Excerpted records
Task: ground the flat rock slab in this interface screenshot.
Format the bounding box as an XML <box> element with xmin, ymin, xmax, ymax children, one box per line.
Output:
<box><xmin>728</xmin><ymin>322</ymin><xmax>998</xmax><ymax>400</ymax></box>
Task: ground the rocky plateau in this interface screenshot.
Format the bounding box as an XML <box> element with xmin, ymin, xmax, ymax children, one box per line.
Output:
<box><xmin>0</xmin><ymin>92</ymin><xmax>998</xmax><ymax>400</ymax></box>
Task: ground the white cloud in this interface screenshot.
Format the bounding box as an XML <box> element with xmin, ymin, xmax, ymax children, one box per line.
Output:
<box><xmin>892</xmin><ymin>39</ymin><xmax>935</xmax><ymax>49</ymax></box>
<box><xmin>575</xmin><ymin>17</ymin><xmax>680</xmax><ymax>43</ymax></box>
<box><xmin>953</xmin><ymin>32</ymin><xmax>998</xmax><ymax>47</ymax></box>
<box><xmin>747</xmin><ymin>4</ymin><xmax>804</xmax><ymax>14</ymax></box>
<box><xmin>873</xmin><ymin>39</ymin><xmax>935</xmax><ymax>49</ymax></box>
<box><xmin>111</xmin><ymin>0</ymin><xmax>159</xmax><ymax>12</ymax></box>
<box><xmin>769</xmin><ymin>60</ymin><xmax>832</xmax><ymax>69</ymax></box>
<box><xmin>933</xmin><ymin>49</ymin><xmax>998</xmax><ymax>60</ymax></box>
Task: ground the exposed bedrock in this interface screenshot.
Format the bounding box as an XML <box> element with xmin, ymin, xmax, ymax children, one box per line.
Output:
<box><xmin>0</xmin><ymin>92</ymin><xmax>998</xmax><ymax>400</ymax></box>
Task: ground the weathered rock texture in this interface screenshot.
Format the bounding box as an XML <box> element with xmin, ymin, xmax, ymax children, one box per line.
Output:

Task prompt
Return every line of the data above that contains the word "this".

The result
Task: ground the flat rock slab in this interface screenshot.
Task: ground the rocky plateau in this interface screenshot.
Task: ground the white cloud in this interface screenshot.
Task: ground the exposed bedrock in this interface screenshot.
Task: ground the weathered rock texture in this interface screenshot.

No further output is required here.